> Exercise prompt
Please print every record below exactly as it appears.

Collected data:

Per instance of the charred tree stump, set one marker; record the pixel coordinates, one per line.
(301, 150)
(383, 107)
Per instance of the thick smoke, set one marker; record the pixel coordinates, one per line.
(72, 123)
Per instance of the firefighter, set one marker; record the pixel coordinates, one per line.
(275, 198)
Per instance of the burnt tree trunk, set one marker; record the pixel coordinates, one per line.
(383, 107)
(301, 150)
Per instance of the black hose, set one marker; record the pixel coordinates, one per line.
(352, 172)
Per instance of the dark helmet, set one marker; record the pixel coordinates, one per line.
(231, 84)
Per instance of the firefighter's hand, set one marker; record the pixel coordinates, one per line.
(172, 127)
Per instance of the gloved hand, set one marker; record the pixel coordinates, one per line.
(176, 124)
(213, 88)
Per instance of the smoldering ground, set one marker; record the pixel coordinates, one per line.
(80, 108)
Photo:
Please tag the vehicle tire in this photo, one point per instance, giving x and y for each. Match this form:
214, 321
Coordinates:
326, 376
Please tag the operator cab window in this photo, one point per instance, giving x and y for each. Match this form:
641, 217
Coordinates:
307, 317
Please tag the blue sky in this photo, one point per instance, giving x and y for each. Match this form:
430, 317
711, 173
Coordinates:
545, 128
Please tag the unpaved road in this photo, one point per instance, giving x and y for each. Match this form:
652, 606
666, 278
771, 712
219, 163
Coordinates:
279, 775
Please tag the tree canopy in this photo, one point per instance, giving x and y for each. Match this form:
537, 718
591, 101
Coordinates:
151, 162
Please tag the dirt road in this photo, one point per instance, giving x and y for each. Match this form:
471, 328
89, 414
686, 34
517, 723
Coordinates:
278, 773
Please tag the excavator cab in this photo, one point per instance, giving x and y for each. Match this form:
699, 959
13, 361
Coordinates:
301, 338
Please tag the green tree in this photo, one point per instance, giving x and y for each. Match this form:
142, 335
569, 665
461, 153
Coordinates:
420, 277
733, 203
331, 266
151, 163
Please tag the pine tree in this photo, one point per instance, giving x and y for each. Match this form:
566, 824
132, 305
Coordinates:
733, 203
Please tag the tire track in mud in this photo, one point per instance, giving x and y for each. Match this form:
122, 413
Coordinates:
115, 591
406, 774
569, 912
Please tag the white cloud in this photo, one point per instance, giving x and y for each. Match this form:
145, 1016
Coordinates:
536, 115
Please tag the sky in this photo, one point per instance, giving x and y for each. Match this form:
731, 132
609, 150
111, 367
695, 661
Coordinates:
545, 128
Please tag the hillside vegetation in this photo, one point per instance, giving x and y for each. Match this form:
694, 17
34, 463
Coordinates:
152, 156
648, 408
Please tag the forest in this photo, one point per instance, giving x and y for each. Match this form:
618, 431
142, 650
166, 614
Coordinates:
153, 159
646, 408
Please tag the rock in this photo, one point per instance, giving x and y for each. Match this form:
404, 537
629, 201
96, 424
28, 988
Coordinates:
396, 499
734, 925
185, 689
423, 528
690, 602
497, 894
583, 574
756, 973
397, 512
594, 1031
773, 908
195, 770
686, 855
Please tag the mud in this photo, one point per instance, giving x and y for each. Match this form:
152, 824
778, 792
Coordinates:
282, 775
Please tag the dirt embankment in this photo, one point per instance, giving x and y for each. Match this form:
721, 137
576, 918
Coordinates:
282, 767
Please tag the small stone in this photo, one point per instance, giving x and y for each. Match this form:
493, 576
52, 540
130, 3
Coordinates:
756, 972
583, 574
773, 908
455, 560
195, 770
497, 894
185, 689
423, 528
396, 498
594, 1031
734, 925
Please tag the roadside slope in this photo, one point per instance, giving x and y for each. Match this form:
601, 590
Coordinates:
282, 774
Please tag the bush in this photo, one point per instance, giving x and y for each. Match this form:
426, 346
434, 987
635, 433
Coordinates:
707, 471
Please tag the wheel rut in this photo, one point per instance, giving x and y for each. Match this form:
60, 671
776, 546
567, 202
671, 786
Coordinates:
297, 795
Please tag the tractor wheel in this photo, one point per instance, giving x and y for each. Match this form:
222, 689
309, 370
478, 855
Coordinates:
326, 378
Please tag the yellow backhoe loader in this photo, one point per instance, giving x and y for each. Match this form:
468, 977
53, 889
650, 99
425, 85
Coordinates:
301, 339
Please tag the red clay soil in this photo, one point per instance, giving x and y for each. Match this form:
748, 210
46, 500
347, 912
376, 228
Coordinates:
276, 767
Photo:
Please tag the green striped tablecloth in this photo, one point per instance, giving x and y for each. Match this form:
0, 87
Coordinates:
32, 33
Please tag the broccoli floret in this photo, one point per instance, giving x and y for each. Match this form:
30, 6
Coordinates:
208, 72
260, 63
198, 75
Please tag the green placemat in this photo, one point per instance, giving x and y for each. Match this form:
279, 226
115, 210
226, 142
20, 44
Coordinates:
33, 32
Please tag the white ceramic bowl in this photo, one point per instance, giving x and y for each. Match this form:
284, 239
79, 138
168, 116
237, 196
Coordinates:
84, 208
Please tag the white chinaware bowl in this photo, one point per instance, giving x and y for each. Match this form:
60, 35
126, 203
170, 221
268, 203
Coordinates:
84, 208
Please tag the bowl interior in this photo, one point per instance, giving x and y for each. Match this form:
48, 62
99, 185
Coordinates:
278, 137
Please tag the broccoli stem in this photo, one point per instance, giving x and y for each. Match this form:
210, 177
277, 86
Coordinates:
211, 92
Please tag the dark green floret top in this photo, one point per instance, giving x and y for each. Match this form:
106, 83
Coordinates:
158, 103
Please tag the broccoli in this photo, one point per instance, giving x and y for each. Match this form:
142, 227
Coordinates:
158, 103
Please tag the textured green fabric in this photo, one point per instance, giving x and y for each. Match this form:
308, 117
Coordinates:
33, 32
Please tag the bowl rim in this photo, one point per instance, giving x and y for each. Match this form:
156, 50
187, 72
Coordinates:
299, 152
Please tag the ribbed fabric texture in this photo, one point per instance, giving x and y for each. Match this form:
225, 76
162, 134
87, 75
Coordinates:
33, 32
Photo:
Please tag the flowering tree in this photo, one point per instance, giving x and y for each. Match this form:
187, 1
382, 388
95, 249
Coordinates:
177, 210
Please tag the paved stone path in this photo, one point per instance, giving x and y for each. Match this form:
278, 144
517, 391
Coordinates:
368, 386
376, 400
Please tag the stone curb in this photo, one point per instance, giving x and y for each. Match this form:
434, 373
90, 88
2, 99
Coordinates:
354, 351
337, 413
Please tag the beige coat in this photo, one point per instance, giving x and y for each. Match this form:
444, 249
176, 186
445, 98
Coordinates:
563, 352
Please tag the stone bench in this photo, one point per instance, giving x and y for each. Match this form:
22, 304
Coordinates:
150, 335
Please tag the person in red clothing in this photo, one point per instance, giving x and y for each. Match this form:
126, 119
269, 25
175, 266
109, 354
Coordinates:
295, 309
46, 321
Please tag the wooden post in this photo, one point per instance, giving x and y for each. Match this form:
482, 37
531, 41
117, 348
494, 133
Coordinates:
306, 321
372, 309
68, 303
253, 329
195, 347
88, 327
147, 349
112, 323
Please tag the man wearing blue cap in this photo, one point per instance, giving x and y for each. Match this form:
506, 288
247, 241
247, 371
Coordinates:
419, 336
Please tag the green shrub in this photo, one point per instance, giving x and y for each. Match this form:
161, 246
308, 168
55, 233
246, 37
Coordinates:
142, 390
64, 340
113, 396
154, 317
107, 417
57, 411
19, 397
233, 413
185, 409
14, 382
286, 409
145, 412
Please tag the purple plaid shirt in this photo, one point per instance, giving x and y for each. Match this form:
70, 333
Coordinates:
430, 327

> Exercise result
Per instance of the charred tree stump, set one marker; record the pixel coordinates, one per line.
(301, 150)
(383, 107)
Per instance of the thick smoke, set one marker; record the pixel coordinates, one per line.
(72, 123)
Per instance of the firefighter, set one marker; record the pixel coordinates, one per line.
(275, 198)
Per instance of the burnt tree trunk, set one marker; record the pixel coordinates, one per line.
(383, 107)
(301, 150)
Per instance of the black hose, set one marker; record the pixel coordinates, one per line.
(352, 172)
Per instance of the dark helmet, set one marker; record the pixel coordinates, one per line.
(231, 84)
Per instance of the firefighter's hand, set one marker; record the pixel coordinates, one per line.
(172, 127)
Per instance of the gloved hand, set one marker; record the pixel coordinates, one per line.
(176, 124)
(213, 88)
Per instance of the smoldering ground, set one marker; record the pixel coordinates, one per line.
(80, 108)
Photo:
Please tag the vehicle tire in this photo, one point per instance, giving x and y for each. Match this form:
214, 321
Coordinates:
326, 376
Please tag the operator cab window in this photo, one point per instance, giving x and y for each. Match this form:
641, 217
Coordinates:
307, 317
Please tag the blue sky in this photo, one point per instance, giving x and y for each. Match this form:
430, 317
711, 173
Coordinates:
545, 128
Please tag the unpaved road in this photo, one point per instance, giving x and y for each. Match this form:
652, 606
666, 278
771, 712
219, 163
Coordinates:
279, 775
Please tag the tree canopy in this photo, one point per instance, giving x and y for each. Match this form:
537, 718
591, 101
Coordinates:
151, 162
Please tag the dirt road in this photo, one point per instance, giving x and y for each. Match this form:
471, 328
89, 414
686, 34
517, 723
Coordinates:
278, 773
Please tag the excavator cab in this photo, one point per instance, giving x and y for each. Match this form:
699, 959
13, 361
Coordinates:
301, 338
Please tag the green tree in this photo, one point per instance, giving x and y for each. Match this form:
142, 335
569, 665
461, 153
Coordinates:
420, 277
733, 203
331, 266
151, 163
Please tag the pine tree in this photo, one point per instance, giving x and y for each. Match this form:
566, 824
132, 305
Coordinates:
733, 203
Please tag the tire track in mud in this photo, one point per instance, giving x and y for each. Match this form:
122, 413
Coordinates:
115, 591
406, 774
569, 912
Please tag the white cloud in this photo, one point per instance, giving x and y for each. Match this form:
145, 1016
Coordinates:
536, 115
Please tag the sky in this photo, one point per instance, giving x and y for each. Match this form:
731, 132
609, 150
111, 367
695, 661
Coordinates:
545, 128
Please tag the hillside vegetation in this photo, one point per instance, giving x and y for each. Match this form:
694, 17
34, 463
Coordinates:
152, 156
648, 408
Please tag the forest in this photo, one point per instance, giving x and y for each. Match this form:
618, 431
142, 650
166, 614
Coordinates:
153, 159
646, 408
Please tag the rock in this photo, one point per instance, giving x and y for each. Match this form:
404, 537
629, 201
96, 424
28, 988
Coordinates:
396, 499
734, 925
185, 689
423, 528
690, 602
497, 894
583, 574
756, 973
397, 512
594, 1031
773, 908
195, 770
686, 855
Please tag the mud in this photo, one point per instance, giving x and y for each. Match this form:
152, 824
778, 792
Coordinates:
282, 775
Please tag the dirt embankment in this photo, one point per instance, giving x and y for each. Match this form:
721, 137
576, 918
Coordinates:
282, 767
Please tag the small stone in this photo, one point per instance, giving x and y for each. Match this form:
493, 576
52, 540
130, 3
Coordinates:
756, 972
583, 574
773, 908
455, 560
195, 770
497, 894
185, 689
423, 528
396, 498
594, 1031
734, 925
Please tag the roadside slope in this photo, one point per instance, giving x and y for each. Match this form:
601, 590
Coordinates:
282, 774
Please tag the bush in this photo, one point per instance, giving x and y for each. Match this form:
426, 346
434, 987
635, 433
Coordinates:
707, 471
Please tag the wheel rut in this photo, one point per instance, giving x and y for each. Match this form:
60, 671
776, 546
567, 202
671, 786
Coordinates:
297, 795
Please tag the tractor wheel in this photo, one point per instance, giving x and y for each. Match this form:
222, 689
309, 370
478, 855
Coordinates:
326, 378
Please tag the yellow backhoe loader in this photo, one point per instance, giving x and y for each. Match this form:
468, 977
53, 889
650, 99
425, 85
Coordinates:
301, 339
Please tag the red clay soil in this photo, one point per instance, giving x and y for each. Match this form:
748, 210
46, 500
347, 912
376, 228
Coordinates:
276, 767
Photo:
Please tag the green striped tablecloth in this photo, one point per instance, giving x and y for each. Match this form:
0, 87
Coordinates:
32, 33
Please tag the broccoli floret in this photo, one point per instance, giving x and y for each. Match this form:
30, 6
Coordinates:
208, 72
260, 63
198, 75
Please tag the green placemat in this photo, one point per instance, giving x and y for each. Match this form:
279, 226
115, 210
226, 142
20, 44
Coordinates:
33, 32
Please tag the white ceramic bowl in this photo, one point per instance, giving x and y for each. Match this form:
284, 239
79, 138
168, 116
237, 196
Coordinates:
84, 208
Please tag the white chinaware bowl in this photo, one point per instance, giving x and y for each. Match this form:
60, 35
126, 203
170, 221
268, 203
Coordinates:
84, 208
Please tag the bowl interior in this photo, one point per instance, giving x and y for each. Match this form:
48, 62
99, 185
Coordinates:
278, 137
Please tag the broccoli stem in this photo, one point per instance, giving x and y for each. Match this form:
210, 177
277, 86
Coordinates:
211, 92
Please tag the dark green floret top in this photo, one point per instance, giving x and y for each. Match this form:
106, 83
Coordinates:
158, 103
Please tag the broccoli in this photo, one point per instance, giving x and y for each. Match this form:
142, 227
Coordinates:
158, 103
Please tag the textured green fabric in this photo, one point per instance, giving x and y for each. Match this form:
308, 117
Coordinates:
33, 32
Please tag the bowl rim in this photo, one point per instance, giving x and y for each. Match this form:
156, 50
187, 72
Coordinates:
299, 152
Please tag the ribbed fabric texture in this photo, one point per instance, giving x and y for each. Match this form:
225, 76
162, 134
87, 75
Coordinates:
33, 32
Photo:
Please tag the flowering tree in this photo, one point per instance, giving x and y for each. Match this form:
187, 1
382, 388
95, 249
Coordinates:
177, 210
Please tag the paved stone path in this photo, one point per instance, giving x and y for each. Match this form:
278, 144
517, 391
Coordinates:
368, 386
376, 400
Please tag the stone curb in this photo, one point per instance, giving x and y for each. Match this form:
434, 373
90, 88
2, 99
Coordinates:
354, 351
337, 413
Please tag the beige coat in this photo, one point per instance, giving x and y for each. Match this form:
444, 249
176, 186
445, 98
Coordinates:
563, 352
Please tag the stone bench in this photo, one point per instance, giving x and y for each. Match this form:
22, 304
Coordinates:
150, 335
Please tag the person in red clothing in this photo, one point per instance, giving x and y for each. Match this form:
126, 119
269, 25
175, 266
109, 354
Coordinates:
295, 309
46, 321
Please tag the wooden post in this photo, one point per instance, giving x and y for each. Match this form:
482, 37
531, 41
117, 348
494, 133
Coordinates:
306, 321
372, 309
68, 303
253, 329
195, 347
88, 327
147, 349
112, 323
Please tag the man wearing blue cap in this photo, one point per instance, giving x and y for each. Match this form:
506, 288
247, 241
247, 371
Coordinates:
419, 336
Please tag the green shrub in this photo, one point per instance, giving x and y for each. Match this form:
161, 246
308, 168
55, 233
246, 37
Coordinates:
142, 390
64, 340
113, 396
154, 317
107, 417
57, 411
19, 397
233, 413
185, 409
14, 382
286, 409
145, 412
Please tag the purple plaid shirt in this photo, one point per instance, giving x and y for each. Match this form:
70, 333
Coordinates:
430, 327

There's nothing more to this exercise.